- _ENTRIES_:

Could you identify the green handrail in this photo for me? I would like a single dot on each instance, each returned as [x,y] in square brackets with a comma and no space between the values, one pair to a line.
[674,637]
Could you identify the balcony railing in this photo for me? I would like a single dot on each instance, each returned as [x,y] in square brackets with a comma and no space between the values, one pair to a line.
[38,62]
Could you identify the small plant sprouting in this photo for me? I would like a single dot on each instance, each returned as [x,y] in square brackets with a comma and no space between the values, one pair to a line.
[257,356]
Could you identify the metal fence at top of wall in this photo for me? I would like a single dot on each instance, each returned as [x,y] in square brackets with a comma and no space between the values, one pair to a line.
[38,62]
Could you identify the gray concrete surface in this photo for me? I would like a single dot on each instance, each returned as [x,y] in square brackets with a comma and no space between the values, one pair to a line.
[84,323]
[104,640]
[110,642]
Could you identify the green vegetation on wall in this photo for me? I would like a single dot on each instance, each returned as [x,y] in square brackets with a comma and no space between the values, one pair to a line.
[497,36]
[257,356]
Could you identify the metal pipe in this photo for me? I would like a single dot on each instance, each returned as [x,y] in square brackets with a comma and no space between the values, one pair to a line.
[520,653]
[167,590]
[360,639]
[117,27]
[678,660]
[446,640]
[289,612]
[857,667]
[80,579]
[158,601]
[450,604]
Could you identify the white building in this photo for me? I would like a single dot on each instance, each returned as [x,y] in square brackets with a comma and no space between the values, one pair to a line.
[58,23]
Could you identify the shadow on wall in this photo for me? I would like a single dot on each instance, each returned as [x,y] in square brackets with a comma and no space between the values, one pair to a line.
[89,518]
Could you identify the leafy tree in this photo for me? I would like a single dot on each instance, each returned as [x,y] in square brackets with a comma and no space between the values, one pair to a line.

- _EXERCISE DESCRIPTION_:
Rewrite the stretch of the records above from the line containing "Could you identify the gray" through the end as a numbered list, leaving out any blank lines.

- _WRITTEN ANSWER_:
1. Could you identify the gray concrete surface in this photo for me? I would like a single dot on each instance, each returned as [x,y] in square brackets with a comma and no space between the values, one pair to a line.
2. [84,323]
3. [104,640]
4. [110,642]
5. Could you identify the green vegetation on wall in this photo for me? I would like a single dot on each instance, each returned as [x,y] in square brackets with a comma and no space between the values, one pair to a line.
6. [497,36]
7. [257,356]
8. Could you identify the metal pipe in this photo for me? I would like a single dot on each instance, each returned as [x,y] in square brackets with a comma and no space between the values, one pair to a line.
9. [520,653]
10. [167,590]
11. [360,639]
12. [117,27]
13. [678,660]
14. [446,640]
15. [289,612]
16. [857,667]
17. [80,579]
18. [158,601]
19. [450,604]
20. Could you identify the white building in this photo for me? I would like a single dot on each instance, each returned as [x,y] in square brackets with a comma and no space between the values, one pair to a line.
21. [58,23]
22. Could you identify the shadow on wall in this photo for me? I would like a single dot on each instance, each returned as [x,y] in square brackets with a comma and no space between the values, one pair to a line.
23. [89,518]
24. Could you identify the leafy tree in this photo for me? I would like a single dot on each instance, each returned as [x,y] in square brackets with a comma and no space between the values, one pair to a line.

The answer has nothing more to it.